Answer with a single number, the count of lines in the material below that contain the word "small".

++++ Data

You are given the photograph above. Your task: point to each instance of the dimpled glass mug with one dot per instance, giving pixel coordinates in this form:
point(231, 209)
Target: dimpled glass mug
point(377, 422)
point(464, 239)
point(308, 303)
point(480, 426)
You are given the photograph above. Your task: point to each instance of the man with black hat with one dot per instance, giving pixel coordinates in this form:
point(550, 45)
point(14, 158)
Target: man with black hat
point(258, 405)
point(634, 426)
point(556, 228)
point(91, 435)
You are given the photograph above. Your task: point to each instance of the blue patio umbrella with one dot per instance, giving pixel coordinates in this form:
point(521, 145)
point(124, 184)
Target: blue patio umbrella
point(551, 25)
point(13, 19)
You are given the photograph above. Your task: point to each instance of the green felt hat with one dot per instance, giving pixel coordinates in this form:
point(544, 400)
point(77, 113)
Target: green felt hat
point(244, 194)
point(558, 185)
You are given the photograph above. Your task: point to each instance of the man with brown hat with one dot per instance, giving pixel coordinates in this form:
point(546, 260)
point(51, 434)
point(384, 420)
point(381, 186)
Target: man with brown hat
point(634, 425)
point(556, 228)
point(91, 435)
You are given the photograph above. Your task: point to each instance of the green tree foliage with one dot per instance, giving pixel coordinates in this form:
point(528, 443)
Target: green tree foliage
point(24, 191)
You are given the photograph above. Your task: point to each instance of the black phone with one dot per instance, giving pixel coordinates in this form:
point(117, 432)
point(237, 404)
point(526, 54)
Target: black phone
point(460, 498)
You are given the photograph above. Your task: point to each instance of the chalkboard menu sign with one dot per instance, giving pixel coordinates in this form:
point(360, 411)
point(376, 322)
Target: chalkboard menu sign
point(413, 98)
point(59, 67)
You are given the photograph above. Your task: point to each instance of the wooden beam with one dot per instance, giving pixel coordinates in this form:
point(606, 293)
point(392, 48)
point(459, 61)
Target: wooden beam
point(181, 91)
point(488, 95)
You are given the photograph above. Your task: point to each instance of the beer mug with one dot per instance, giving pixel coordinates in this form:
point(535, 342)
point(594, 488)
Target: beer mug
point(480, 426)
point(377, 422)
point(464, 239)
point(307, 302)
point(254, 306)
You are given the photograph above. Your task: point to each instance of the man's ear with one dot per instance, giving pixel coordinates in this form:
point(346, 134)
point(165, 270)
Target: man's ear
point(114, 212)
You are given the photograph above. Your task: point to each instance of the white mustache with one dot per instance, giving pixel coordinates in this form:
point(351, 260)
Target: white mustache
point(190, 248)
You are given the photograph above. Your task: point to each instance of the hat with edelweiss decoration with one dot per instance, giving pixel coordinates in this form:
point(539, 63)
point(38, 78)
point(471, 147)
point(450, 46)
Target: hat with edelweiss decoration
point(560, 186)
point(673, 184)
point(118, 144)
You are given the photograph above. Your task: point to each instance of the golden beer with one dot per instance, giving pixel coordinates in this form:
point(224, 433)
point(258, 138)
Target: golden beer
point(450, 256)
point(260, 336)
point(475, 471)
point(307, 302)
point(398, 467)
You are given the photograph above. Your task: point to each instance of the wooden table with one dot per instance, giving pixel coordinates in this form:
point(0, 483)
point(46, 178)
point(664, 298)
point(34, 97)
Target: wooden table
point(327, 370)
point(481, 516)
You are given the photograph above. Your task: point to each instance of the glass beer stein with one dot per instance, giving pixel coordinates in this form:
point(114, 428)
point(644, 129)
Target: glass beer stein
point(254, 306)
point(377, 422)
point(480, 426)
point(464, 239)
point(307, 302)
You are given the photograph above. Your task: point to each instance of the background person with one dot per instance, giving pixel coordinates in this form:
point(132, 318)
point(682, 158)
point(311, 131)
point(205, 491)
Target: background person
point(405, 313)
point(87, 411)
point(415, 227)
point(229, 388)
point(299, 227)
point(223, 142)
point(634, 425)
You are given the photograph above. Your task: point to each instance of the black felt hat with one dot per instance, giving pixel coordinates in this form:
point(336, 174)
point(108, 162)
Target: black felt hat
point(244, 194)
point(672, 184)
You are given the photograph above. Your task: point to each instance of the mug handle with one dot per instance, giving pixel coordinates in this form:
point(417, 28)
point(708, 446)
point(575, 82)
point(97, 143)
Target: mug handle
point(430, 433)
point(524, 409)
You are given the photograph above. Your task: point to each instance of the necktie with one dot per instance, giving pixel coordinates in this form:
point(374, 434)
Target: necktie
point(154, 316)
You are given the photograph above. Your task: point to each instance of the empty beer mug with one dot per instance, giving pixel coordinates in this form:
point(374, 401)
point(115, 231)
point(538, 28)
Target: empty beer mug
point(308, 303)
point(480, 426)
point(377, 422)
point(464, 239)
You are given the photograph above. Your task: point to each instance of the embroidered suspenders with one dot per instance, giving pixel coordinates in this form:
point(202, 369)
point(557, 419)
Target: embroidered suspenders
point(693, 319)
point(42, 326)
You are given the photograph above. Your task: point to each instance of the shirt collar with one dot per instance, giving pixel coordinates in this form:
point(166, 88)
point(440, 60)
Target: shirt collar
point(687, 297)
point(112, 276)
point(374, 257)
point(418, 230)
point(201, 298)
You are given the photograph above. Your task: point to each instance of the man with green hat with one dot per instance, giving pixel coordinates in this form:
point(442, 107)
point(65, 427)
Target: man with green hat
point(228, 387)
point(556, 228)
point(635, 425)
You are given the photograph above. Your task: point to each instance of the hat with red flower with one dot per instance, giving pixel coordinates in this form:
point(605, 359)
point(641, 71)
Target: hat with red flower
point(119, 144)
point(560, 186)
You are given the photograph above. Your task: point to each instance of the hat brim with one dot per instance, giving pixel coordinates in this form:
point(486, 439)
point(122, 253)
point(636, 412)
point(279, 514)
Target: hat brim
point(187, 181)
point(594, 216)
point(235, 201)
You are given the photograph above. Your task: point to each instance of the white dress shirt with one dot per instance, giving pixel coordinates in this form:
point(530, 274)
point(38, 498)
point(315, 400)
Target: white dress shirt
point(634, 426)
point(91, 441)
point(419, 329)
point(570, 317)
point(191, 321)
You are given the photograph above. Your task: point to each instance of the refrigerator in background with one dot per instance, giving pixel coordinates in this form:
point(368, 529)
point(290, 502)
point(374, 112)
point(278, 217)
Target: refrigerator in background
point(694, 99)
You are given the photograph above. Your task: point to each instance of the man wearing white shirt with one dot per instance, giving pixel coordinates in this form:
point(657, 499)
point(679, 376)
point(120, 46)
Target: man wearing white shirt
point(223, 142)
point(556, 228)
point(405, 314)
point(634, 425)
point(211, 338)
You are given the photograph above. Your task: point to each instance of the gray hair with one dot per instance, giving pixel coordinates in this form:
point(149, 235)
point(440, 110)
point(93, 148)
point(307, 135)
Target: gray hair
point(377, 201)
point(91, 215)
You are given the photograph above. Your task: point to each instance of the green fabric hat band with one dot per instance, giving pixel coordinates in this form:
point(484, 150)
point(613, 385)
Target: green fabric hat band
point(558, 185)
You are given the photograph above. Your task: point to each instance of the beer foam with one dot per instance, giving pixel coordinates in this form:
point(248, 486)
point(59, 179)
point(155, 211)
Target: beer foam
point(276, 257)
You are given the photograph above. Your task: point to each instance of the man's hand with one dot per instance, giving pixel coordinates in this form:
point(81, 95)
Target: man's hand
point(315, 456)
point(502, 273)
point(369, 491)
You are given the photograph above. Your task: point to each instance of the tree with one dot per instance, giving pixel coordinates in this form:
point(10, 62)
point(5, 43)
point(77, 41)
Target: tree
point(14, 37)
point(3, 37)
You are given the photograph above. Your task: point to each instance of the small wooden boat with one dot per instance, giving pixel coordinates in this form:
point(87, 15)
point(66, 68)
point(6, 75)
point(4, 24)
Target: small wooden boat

++++++++

=== Expected answer ===
2